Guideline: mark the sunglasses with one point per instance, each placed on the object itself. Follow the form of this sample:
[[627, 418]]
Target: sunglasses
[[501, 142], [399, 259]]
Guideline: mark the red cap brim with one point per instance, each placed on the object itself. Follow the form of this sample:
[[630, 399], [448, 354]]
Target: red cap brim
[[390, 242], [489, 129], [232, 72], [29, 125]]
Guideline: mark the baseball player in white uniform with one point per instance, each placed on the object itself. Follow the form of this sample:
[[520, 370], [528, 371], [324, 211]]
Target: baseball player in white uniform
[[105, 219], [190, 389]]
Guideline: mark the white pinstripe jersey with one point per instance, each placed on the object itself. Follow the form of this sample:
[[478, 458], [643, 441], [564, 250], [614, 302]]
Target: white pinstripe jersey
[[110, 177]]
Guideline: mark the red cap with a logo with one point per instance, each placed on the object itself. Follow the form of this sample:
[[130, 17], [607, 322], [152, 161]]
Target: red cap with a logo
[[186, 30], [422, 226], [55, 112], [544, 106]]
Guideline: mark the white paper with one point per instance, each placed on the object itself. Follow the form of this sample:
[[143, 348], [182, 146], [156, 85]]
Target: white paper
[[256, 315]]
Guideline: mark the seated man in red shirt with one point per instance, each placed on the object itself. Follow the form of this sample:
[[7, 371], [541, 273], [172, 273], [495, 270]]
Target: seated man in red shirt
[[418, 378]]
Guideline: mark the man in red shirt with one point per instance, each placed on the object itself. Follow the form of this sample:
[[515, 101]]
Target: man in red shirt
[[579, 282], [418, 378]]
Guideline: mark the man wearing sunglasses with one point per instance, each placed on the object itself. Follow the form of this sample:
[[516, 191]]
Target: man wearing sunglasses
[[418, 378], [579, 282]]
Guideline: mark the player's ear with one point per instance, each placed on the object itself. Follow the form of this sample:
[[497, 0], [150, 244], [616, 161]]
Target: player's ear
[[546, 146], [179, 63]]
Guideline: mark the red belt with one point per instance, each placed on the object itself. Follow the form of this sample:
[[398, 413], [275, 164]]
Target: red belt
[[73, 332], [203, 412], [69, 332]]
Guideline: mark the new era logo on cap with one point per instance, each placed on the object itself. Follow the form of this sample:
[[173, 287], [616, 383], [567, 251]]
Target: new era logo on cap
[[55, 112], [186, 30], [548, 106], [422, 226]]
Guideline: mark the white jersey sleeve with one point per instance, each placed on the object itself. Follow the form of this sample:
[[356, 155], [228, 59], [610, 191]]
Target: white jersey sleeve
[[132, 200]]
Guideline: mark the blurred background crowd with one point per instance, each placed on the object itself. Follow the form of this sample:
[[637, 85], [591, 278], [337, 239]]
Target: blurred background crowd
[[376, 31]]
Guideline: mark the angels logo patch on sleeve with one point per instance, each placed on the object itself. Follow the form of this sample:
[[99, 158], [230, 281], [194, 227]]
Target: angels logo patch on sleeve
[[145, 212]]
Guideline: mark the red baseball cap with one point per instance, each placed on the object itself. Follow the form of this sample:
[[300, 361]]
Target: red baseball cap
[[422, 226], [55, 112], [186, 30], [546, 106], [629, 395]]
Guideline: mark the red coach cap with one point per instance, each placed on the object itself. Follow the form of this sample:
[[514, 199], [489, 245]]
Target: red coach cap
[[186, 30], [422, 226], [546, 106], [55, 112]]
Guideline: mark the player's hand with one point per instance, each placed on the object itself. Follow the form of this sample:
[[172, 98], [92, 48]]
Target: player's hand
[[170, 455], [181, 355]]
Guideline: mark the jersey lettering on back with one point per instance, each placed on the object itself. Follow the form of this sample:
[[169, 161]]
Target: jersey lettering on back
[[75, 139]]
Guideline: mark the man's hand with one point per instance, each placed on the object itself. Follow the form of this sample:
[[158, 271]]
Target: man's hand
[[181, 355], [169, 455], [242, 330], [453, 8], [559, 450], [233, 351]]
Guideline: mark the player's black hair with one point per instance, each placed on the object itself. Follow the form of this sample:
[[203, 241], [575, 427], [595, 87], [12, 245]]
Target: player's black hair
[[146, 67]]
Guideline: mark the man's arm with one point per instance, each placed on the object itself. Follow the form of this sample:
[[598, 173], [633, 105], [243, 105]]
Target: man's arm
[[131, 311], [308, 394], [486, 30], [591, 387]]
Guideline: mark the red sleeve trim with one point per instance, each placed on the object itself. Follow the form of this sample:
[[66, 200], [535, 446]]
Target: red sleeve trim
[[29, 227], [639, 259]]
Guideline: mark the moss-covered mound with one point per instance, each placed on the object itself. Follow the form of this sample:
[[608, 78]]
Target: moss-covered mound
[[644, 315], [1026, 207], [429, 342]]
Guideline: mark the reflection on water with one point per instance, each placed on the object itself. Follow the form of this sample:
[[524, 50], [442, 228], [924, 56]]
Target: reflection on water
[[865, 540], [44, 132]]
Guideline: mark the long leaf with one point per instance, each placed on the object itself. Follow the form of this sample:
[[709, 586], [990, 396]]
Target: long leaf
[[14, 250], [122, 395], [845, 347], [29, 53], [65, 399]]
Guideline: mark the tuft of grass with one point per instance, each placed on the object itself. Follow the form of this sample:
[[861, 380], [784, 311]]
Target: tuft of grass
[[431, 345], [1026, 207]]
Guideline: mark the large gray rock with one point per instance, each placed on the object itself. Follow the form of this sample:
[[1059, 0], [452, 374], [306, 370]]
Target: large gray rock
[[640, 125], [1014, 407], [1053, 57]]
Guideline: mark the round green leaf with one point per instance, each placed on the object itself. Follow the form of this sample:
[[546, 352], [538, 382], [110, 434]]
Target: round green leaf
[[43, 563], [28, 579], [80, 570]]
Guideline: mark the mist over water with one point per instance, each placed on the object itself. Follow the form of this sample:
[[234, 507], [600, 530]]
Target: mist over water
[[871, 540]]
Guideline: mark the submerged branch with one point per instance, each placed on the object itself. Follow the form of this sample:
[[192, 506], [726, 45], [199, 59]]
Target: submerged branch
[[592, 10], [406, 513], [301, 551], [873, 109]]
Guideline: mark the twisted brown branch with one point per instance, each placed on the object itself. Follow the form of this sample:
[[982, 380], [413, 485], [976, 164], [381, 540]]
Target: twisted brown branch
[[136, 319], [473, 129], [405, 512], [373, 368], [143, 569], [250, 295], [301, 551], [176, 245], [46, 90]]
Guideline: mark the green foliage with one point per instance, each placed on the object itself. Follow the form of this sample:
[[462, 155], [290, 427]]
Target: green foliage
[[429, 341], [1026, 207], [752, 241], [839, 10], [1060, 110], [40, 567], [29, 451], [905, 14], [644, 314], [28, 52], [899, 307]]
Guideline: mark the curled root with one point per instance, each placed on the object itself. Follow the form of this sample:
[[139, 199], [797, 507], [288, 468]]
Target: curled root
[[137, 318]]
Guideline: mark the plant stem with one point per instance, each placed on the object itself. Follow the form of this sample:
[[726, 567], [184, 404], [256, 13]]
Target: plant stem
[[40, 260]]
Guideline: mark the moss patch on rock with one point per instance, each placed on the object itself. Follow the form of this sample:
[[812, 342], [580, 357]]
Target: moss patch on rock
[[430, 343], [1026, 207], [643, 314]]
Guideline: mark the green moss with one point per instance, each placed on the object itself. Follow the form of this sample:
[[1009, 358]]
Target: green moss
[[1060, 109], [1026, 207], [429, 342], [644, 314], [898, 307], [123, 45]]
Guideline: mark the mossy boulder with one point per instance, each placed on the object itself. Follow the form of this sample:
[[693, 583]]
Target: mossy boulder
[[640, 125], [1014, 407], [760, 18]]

#### GIVEN TASK:
Update all the records above by replacing each occurrence of "Follow the form of this sample" with "Use the format of this sample", and write them out again with everything else left unchanged.

#### EXERCISE OUTPUT:
Guideline: mark the sunglasses with one point per instance, each placed on the object itself. Use the format of this sample:
[[627, 418]]
Target: sunglasses
[[501, 142], [399, 259]]
Guideline: mark the red cap brim with one point per instance, each placed on the object itself. Use the format of this sample:
[[630, 399], [448, 354]]
Target: red cap brim
[[390, 242], [489, 129], [232, 72], [29, 125]]
Guideline: mark the baseball player in white uniform with one point per instance, each placed on the object itself. Use the format of this sample:
[[520, 370], [528, 371], [324, 211]]
Target: baseball player in white uniform
[[105, 219], [190, 389]]
Guideline: mark the white pinstripe jersey with one point per instance, each placed on the object itself. Use the format of this sample:
[[478, 458], [643, 441], [564, 250], [614, 302]]
Target: white pinstripe jersey
[[110, 177]]
Guideline: mark the red cap with a logo with one point per instance, each placed on the object itself. Use the format of this sample:
[[130, 17], [607, 322], [152, 161]]
Target: red cap with a logo
[[186, 30], [422, 226], [55, 112], [544, 106]]
Guideline: mark the white paper with one point per instance, each placed on the object itself. Use the format of this sample:
[[143, 348], [182, 146], [156, 85]]
Target: white paper
[[256, 315]]
Guideline: mark the seated man in red shirt with one point per instance, each placed on the object itself. Use the format of this sample:
[[7, 371], [541, 273], [172, 273], [495, 270]]
Target: seated man in red shirt
[[418, 378]]
Guideline: mark the man in red shirt with one point per instance, each placed on the object itself. Use the format of this sample:
[[515, 101]]
Target: man in red shirt
[[579, 282], [418, 378]]
Guideline: mark the man wearing sunglasses with one point per instance, each placed on the object itself. Use the format of this sample:
[[516, 191]]
Target: man wearing sunglasses
[[418, 378], [579, 282]]
Guideline: mark the player's ear with one point per instance, each placed on the object itself. Use the format of this sample:
[[497, 0], [150, 244], [616, 161]]
Target: player's ear
[[546, 146], [179, 63]]
Guideline: mark the red belt with one point per instance, each placed on the object itself. Use the format of this sample:
[[398, 413], [275, 164]]
Target: red belt
[[73, 332], [203, 412], [69, 332]]
Guideline: mark the new era logo on cap with one point per instance, each placed on the object itself. Use the format of this sample:
[[173, 287], [616, 383], [567, 251]]
Target: new era logo on cap
[[55, 112], [186, 30], [548, 106], [422, 226]]
Guideline: mark the white jersey sleeve with one point per instance, each placed on the object itself. Use the format of this sample:
[[356, 155], [228, 59], [610, 191]]
Target: white jersey sleeve
[[132, 200]]
Guideline: mark the blurred background crowd with one point per instance, each placed on the object itself. Use the format of this sample:
[[637, 85], [591, 278], [337, 239]]
Target: blurred background crowd
[[376, 31]]
Guideline: mark the angels logo patch on sleeve with one point per instance, each placed on the object itself. Use the format of this sample:
[[99, 158], [230, 281], [194, 227]]
Target: angels logo patch on sleeve
[[145, 212]]
Guideline: mark the red baseball cap with one point per instance, each placed on the object itself. Use the format of this sample:
[[300, 361]]
Target: red baseball cap
[[422, 226], [55, 112], [186, 30], [546, 106], [629, 395]]
Guideline: mark the red coach cap with one point per instance, each placed on the object itself. Use the format of this sample:
[[514, 199], [489, 245]]
Target: red coach cap
[[186, 30], [422, 226], [546, 106], [55, 112]]
Guideline: mark the player's hand with one point per instance, each placed on the object itself. Use the format of this sample:
[[172, 98], [92, 48]]
Target: player's hand
[[170, 455], [181, 355]]
Guideline: mark the jersey lettering on back with one point per instance, each placed on the object itself. Use the format of this sample:
[[169, 161]]
Target: jersey lettering on back
[[75, 139]]
Guideline: mark the man's hand with one point per instance, each placed on the object itself. Use the format of this sample:
[[158, 271]]
Target: man's hand
[[181, 355], [169, 455], [242, 330], [453, 8], [559, 450], [233, 351]]
Guideline: mark the player's black hair with one point per instance, each placed on the object itself. Use the format of this sample:
[[203, 241], [575, 427], [595, 87], [12, 245]]
Target: player's black hair
[[146, 67]]
Guideline: mark the man's arm with one point per instance, each placed on the object itself. Use the format of this sample:
[[598, 173], [633, 105], [243, 105]]
Target: man's arm
[[131, 311], [308, 394], [486, 30], [591, 387]]
Guideline: mark the red sleeve trim with one point per instance, each placed on the object itself. Use the format of this sample:
[[66, 200], [535, 446]]
Target: red sleeve trim
[[29, 227], [639, 259]]
Guideline: mark the moss-covered mound with one point per instance, each placed on the object itself. Use the format of this sample:
[[608, 78]]
Target: moss-covered mound
[[644, 315], [1026, 207], [429, 342]]
Guideline: mark the reflection on water with one point per instance, each placed on the object itself. Use the format of this sample:
[[524, 50], [442, 228], [924, 56]]
Target: reflection on water
[[865, 540], [44, 132]]
Guideline: mark the long leaf with one point per instance, each placed on the object itself. Use the format of this sample:
[[709, 586], [990, 396]]
Target: long leaf
[[14, 250], [122, 395], [845, 347], [29, 53], [65, 399]]
Guideline: mark the tuft of grass with one point per instance, each placed on the object itself. Use the format of this sample:
[[861, 380], [784, 311]]
Target: tuft of grass
[[431, 345], [1026, 207]]
Guideline: mark the large gray rock with one point per instance, each placed on the object itself. Use the format of this sample:
[[1059, 0], [452, 374], [306, 370]]
Target: large gray rock
[[640, 125], [1014, 407], [1053, 57]]
Guideline: mark the round green leaf with one point per instance, each placed on the object itself. Use the format of this sample:
[[546, 352], [538, 382], [110, 434]]
Target: round green leaf
[[43, 563], [28, 579], [80, 570]]
Guideline: mark the mist over water with one point per instance, each placed on the object itself. Use the format of this sample:
[[234, 507], [600, 530]]
Target: mist over water
[[871, 540]]
Guideline: mark the submerged branch with one point per instance, each placed on the object itself. Use the format of this sample:
[[192, 506], [726, 45], [199, 59]]
Target: submerged branch
[[592, 10], [406, 513], [301, 551], [873, 109]]
Guideline: mark the twisted brown branch with one point per instance, each placed on the object itself. Use the format of this sample:
[[982, 380], [413, 485], [976, 164], [381, 540]]
Target: twisted brown branch
[[136, 319], [473, 129], [405, 512], [373, 368], [143, 569], [250, 295], [301, 551], [176, 245], [46, 90]]
Guideline: mark the green foliage with one point per instance, each placed on the object itself. Use the format of this sample:
[[462, 155], [290, 427]]
Target: green foliage
[[429, 341], [1026, 207], [752, 241], [839, 10], [1060, 110], [40, 567], [29, 451], [905, 14], [644, 314], [28, 52], [899, 307]]
Guideline: mark the curled root with one point per instance, each placed on the object itself. Use the format of this sample:
[[139, 199], [797, 507], [288, 468]]
Target: curled root
[[137, 318]]
Guideline: mark the plant stem with one point per instance, each placed on the object itself. Use the format of this sample:
[[726, 567], [184, 404], [256, 13]]
Target: plant stem
[[40, 260]]
Guideline: mark the moss patch on rock with one point per instance, each placed on the object itself. Use the format of this sample:
[[812, 342], [580, 357]]
Target: moss patch on rock
[[430, 343], [1026, 207], [643, 314]]
Guideline: mark the green moss with one point per instance, each placed on the object itself. Use the format of this sample:
[[1009, 358]]
Target: green moss
[[1060, 109], [1026, 207], [429, 342], [644, 314], [898, 307], [123, 45]]
Guideline: mark the mossy boulder with one point per instance, each placed on the object itself. Use the format of this sample:
[[693, 583]]
Target: mossy boulder
[[640, 125], [1014, 407], [760, 18]]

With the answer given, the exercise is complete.